▶ _About this task_
Go over the data and copy out each line with "camera" in it.

Saved entries:
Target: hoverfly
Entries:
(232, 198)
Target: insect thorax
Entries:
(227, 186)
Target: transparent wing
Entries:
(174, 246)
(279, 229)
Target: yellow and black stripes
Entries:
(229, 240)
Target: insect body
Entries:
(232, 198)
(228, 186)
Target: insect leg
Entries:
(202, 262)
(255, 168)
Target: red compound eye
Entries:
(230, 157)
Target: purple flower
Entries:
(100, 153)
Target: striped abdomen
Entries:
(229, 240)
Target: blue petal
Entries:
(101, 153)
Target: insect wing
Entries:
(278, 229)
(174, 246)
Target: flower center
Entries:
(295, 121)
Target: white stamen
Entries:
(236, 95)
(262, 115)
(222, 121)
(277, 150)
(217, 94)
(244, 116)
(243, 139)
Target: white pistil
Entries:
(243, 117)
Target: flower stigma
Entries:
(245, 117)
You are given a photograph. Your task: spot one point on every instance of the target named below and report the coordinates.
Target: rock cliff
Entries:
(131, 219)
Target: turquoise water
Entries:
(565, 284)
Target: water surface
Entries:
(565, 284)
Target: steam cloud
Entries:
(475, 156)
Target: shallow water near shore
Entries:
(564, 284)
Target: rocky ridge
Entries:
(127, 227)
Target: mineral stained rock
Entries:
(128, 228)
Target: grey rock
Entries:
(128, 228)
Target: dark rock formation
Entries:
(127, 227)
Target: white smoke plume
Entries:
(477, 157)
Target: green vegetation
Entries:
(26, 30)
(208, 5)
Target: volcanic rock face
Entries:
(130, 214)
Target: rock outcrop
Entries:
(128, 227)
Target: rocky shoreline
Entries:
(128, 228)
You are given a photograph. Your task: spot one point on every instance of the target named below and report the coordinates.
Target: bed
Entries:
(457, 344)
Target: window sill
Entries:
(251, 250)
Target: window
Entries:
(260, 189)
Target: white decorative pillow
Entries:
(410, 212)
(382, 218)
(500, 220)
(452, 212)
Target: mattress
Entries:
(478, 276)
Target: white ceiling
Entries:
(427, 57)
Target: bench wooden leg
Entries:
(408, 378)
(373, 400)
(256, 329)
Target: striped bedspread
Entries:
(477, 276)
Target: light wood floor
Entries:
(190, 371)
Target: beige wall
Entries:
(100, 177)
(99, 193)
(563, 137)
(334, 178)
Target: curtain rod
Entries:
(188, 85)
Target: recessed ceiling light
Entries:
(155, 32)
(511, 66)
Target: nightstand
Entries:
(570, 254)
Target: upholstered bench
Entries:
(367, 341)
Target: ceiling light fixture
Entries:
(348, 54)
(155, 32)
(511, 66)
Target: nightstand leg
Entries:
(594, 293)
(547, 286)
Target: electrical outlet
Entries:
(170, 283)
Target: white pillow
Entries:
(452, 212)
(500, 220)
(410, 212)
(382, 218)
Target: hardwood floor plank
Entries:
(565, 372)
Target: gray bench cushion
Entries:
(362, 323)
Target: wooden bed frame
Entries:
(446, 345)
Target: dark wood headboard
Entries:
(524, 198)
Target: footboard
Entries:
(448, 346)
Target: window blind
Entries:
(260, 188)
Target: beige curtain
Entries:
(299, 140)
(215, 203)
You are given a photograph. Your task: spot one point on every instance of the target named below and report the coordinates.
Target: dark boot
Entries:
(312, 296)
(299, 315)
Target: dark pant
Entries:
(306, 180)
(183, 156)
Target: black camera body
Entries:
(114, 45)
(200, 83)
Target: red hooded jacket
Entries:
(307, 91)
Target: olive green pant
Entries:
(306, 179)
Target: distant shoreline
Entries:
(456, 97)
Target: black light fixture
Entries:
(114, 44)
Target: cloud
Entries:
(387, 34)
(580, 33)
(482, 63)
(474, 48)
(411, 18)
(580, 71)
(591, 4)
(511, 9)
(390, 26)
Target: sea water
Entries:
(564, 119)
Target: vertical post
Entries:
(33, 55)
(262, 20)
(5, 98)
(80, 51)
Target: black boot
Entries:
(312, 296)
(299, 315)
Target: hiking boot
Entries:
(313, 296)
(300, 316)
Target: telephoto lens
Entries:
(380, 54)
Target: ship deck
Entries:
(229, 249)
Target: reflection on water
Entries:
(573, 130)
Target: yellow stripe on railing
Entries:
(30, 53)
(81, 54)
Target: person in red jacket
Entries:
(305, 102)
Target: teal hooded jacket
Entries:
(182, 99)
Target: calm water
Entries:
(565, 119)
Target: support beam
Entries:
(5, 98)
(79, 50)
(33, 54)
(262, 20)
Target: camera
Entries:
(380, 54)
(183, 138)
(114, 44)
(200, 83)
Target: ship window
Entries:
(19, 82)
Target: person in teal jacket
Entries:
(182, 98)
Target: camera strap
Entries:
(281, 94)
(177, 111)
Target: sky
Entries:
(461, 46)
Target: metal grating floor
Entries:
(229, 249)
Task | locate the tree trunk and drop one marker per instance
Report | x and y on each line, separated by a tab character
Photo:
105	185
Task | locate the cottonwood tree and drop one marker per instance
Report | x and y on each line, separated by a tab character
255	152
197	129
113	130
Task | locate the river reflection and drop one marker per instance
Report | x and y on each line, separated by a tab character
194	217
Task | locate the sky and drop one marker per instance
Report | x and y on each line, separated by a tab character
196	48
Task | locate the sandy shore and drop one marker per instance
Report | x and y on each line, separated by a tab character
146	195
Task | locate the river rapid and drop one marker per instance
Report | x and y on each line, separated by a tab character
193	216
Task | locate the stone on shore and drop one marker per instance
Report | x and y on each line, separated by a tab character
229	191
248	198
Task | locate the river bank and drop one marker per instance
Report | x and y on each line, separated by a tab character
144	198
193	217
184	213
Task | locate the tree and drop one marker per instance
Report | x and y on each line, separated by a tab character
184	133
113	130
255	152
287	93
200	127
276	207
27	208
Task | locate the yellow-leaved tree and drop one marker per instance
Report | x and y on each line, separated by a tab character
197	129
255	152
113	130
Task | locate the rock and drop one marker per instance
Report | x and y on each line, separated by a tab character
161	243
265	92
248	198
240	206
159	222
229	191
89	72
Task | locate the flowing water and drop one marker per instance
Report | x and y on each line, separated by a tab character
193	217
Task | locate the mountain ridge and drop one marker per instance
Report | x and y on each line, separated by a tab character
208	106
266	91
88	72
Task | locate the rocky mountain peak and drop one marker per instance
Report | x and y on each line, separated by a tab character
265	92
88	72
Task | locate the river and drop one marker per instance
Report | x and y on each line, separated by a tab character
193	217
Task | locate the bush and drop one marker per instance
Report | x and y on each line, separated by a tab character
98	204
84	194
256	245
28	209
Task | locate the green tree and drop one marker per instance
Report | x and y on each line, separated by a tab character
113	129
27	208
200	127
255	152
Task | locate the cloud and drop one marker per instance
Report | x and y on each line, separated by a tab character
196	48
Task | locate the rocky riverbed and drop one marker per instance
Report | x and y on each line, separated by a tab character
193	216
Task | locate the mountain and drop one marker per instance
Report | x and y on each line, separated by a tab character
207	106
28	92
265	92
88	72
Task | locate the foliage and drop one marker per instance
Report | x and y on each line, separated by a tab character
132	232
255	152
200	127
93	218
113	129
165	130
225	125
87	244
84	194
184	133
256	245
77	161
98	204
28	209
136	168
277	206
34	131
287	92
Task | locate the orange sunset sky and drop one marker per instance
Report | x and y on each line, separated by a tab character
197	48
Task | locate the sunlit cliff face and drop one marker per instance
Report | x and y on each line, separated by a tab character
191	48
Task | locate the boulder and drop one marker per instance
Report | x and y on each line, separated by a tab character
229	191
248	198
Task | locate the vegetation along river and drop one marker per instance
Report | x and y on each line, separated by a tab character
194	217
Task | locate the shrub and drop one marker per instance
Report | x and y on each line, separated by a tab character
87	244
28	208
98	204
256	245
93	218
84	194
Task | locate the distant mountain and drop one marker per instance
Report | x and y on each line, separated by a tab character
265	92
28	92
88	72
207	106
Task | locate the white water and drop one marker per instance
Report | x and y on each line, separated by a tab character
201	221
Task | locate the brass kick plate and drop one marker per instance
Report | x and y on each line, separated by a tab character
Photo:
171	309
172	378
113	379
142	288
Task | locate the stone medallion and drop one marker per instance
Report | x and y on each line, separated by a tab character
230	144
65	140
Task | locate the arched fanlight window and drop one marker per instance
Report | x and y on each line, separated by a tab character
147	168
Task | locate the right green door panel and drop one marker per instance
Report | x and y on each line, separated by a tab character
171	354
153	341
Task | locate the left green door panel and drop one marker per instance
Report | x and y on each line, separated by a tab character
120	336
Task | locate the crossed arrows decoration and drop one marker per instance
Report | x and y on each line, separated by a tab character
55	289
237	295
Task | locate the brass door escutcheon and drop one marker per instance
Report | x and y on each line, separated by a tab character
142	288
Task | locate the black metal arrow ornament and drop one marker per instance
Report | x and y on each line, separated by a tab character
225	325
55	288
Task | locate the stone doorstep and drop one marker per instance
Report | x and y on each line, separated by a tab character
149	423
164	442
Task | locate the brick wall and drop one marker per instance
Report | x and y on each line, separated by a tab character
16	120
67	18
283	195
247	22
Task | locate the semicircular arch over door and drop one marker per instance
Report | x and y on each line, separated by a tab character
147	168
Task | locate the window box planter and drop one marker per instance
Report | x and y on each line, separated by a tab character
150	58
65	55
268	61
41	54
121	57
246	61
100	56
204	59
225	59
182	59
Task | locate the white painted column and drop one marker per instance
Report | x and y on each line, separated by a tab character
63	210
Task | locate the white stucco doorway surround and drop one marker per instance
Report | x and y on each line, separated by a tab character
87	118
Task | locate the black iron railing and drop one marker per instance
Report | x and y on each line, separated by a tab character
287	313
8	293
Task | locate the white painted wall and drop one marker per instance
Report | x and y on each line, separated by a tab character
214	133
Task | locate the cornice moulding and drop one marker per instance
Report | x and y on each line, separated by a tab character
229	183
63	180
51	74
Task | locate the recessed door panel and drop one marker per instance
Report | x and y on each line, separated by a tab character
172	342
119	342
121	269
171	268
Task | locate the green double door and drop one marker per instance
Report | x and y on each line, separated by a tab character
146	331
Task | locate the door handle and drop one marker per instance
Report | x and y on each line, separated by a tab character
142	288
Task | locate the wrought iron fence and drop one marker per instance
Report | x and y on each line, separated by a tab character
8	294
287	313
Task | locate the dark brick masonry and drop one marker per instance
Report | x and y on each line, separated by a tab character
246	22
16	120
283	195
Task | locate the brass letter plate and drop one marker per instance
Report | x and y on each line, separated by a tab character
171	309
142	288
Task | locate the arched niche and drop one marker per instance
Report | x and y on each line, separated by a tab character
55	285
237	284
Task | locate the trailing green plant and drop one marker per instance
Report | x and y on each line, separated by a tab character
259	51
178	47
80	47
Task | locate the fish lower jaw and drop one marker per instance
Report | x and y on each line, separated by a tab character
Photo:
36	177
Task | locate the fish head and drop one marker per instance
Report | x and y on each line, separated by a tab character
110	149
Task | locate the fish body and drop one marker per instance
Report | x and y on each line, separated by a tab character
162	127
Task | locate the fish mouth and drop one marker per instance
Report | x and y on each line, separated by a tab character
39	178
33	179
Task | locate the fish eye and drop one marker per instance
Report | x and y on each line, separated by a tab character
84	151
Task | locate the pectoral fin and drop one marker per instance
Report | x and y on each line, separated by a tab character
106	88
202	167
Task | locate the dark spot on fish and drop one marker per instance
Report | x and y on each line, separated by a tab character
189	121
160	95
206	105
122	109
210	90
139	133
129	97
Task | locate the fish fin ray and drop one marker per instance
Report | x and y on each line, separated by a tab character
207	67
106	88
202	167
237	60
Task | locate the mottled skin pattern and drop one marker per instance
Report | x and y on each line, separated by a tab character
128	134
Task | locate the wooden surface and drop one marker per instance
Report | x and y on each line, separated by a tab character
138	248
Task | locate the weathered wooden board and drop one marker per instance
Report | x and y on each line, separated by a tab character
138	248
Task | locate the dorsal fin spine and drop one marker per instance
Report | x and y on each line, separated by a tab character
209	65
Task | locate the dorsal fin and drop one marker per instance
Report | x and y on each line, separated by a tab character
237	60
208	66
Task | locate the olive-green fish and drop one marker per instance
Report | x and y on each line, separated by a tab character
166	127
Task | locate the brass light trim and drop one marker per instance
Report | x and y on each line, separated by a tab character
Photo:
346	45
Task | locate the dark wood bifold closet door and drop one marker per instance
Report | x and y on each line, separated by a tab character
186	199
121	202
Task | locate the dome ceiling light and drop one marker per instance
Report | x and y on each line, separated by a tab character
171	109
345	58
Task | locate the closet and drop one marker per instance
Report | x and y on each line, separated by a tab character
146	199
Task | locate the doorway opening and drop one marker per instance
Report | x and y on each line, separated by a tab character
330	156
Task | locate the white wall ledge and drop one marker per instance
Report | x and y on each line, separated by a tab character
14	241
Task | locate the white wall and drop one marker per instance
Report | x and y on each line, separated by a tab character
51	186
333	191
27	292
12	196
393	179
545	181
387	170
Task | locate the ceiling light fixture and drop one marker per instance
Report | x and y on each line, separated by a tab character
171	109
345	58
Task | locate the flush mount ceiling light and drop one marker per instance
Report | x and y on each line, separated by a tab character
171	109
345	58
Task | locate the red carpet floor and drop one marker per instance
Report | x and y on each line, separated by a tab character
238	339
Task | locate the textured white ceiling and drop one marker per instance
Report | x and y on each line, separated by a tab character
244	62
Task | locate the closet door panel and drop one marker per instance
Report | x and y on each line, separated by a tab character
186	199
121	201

▶ _Reply to the task_
Target: black camera body
Target: camera
Target: camera strap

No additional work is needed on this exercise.